**Tasks to carry out:**
**a)** In the cloud predictions article, what does the writer list as the three certainties in life?
**b)** Carry on writing the cloud predictions article from its last sentence.

**Text for analysis:**
Cheers for that one Forrester — a 10-year-old could’ve predicted that. Because there are now three certainties in life — death, taxes, and the cloud.

Small businesses owe a lot to the cloud. Over the past 12 months, where employees have had to adapt and work from home, cloud technology has been a godsend. I dread to think of the state of the economy if this pandemic had happened 20 years or so ago (when I was starting my IT career), when we didn’t have collaboration technology, when we didn’t have laptops (ones that actually worked), when we didn’t have smartphones, and when most people were still on dial-up internet. Many companies that have made it through the last year have cloud technology to thank — otherwise there’s every chance they would’ve just gone out of business.

So, what’s next for cloud? What’s going to happen within the tech world that small businesses need to be aware about? Here are my three un-Forrester-like predictions.

1.    Goodbye desk phones

The mainstay of any small business is the good old trusty telephone. But the days of having a telephone on your desk, I believe, are numbered. What with people working from home during the pandemic, small businesses have often had to invest in telephone software that enables people to answer calls directly from their laptop.

Admittedly, some of the software out there is crap. But the ones that aren’t crap make answering and transferring calls directly from your laptop (or smartphone) as easy as pie. As more and more companies invest in software like this, the less need there will be for a physical phone on your desk. So, you can save yourself a bit of space and put up some pictures of your family instead.

2.    Hello hybrid meetings (ones that work)

At the moment, meetings work well if everybody’s physically in the room together, or when everybody’s virtual. Things tend to break down a bit, however, when some people are in the office and some people are at home.

In these situations, you often get people huddled in a room together with a camera hooked up to a big screen, but even with wide-angled cameras, you all have to squeeze in together to fit on screen, which isn’t exactly Covid safe, and it’s hard for the people joining remotely to tell who’s talking...

So, sooner rather than later, I believe we’ll have a 360-degree camera and microphone placed in the middle of a conference table — much in the same way you might have an old-fashioned conferencing device. This camera knows who’s sitting in which seat and will automatically zoom in and “spotlight” the person who’s speaking on screen for those who are joining remotely — similar to how Zoom spotlights remote speakers during meetings. Working in this way will make meetings much more productive and feel way more natural — both for those joining physically and those joining remotely.

**Record excerpts:**
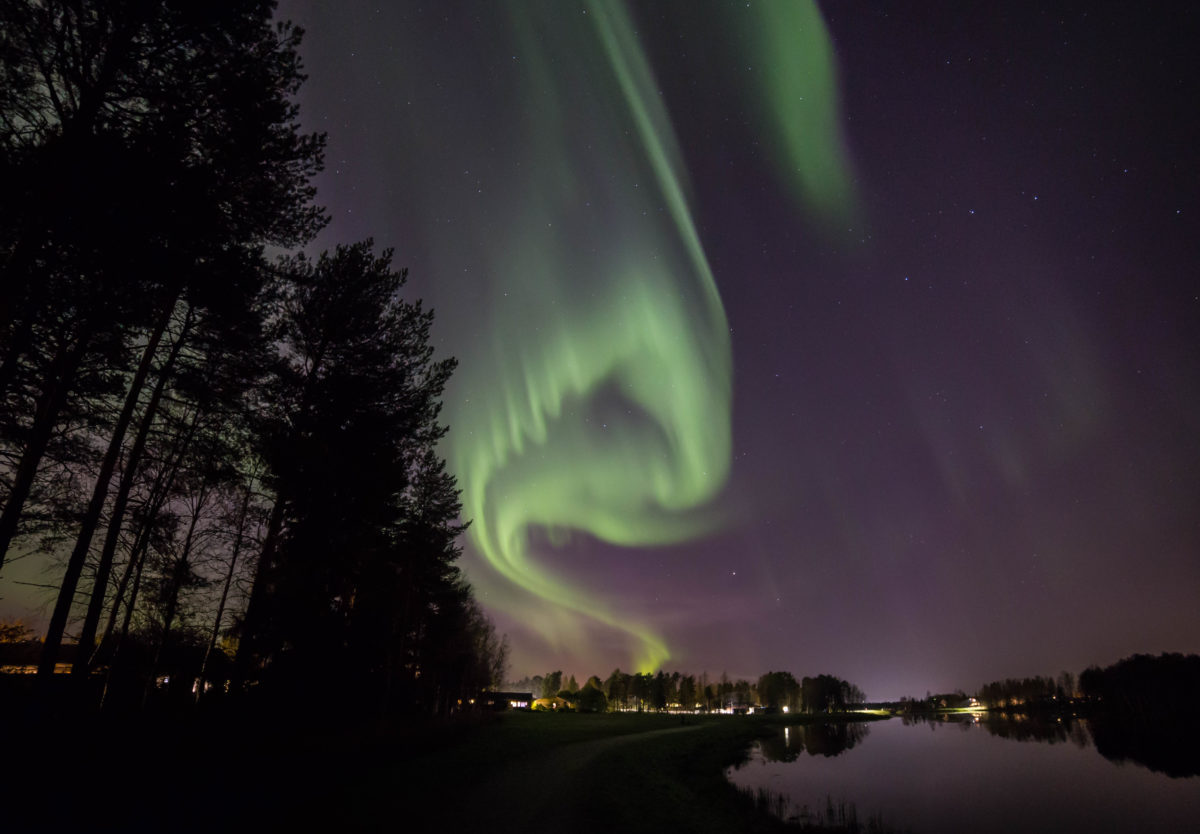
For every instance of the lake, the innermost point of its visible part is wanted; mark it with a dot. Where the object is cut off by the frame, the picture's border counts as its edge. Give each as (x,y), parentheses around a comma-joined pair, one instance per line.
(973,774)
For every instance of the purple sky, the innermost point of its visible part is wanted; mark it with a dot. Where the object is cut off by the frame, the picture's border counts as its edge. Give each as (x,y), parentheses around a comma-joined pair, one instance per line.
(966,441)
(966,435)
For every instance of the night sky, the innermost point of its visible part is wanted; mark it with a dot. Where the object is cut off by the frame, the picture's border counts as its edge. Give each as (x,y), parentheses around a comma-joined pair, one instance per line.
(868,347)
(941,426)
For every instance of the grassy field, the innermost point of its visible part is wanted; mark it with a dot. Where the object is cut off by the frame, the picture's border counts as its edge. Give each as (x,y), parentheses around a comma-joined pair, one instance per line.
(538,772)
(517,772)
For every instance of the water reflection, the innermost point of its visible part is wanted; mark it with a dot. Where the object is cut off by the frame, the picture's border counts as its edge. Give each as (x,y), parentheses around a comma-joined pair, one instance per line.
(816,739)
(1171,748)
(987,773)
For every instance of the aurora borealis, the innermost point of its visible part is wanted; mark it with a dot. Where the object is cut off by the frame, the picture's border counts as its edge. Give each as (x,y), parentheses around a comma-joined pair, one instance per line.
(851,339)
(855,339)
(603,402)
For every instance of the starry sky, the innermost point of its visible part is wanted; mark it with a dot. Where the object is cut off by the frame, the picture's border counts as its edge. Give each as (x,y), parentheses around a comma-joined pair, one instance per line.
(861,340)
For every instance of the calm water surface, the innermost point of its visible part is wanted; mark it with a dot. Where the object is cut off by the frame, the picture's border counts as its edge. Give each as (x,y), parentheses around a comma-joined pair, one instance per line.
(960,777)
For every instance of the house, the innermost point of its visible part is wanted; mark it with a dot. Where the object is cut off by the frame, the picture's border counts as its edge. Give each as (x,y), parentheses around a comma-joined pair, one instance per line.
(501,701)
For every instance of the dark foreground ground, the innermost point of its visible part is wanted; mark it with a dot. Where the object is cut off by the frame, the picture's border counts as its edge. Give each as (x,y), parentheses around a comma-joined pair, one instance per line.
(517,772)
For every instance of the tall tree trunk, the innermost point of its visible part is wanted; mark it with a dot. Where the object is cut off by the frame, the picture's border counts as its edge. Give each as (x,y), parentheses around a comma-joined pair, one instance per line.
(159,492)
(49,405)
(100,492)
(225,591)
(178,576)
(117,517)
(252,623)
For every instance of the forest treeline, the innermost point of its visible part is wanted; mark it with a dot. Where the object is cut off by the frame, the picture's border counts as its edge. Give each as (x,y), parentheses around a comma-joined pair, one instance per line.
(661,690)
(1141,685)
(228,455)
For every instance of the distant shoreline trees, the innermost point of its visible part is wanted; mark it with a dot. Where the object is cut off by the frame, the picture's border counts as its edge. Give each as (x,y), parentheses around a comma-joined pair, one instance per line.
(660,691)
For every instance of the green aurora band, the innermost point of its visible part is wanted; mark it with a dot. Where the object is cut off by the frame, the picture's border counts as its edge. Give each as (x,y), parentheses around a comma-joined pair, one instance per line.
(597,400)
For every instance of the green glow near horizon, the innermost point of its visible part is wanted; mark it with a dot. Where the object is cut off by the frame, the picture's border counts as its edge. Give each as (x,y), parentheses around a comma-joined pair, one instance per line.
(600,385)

**Solved tasks:**
**a)** Death, taxes, and the cloud.

**b)**
3.    The office will never die

I can’t stand those who say that “the office is dead” or that “home working will replace the office”. Normally it’s tech nerds who say that because, let’s face it, they’re not the most sociable of human beings!

Yes, cloud technology has enabled us to survive (and indeed thrive) over the past year, and we have a lot to thank it for, but it’s certainly no replacement for good old-fashioned face-to-face human interaction.

What about new hires? What about company culture? What about our basic human need to be with people? In an entirely remote world, it’s tough to onboard new people, it’s tough to maintain a company culture, and it’s tough to have to deal with people just through a screen every day. What I think will happen in the short term, is companies will adopt a hybrid working setup, and will stick with that for the foreseeable future. That way, everybody gets the best of both worlds.


So, thank you cloud, you have helped businesses far and wide stay afloat over the past year, and you will have an even bigger part to play in years to come. We should also thank Covid-19 for forcing the remote-working revolution — it has demonstrated that remote and hybrid working is possible at scale. As for my predictions, if I get them horribly wrong like Gates and Cooper did in 1981, I’ll hold my hands up and acknowledge my mistake. Either way, I’m still pleased I make (hopefully) more interesting predictions than Forrester.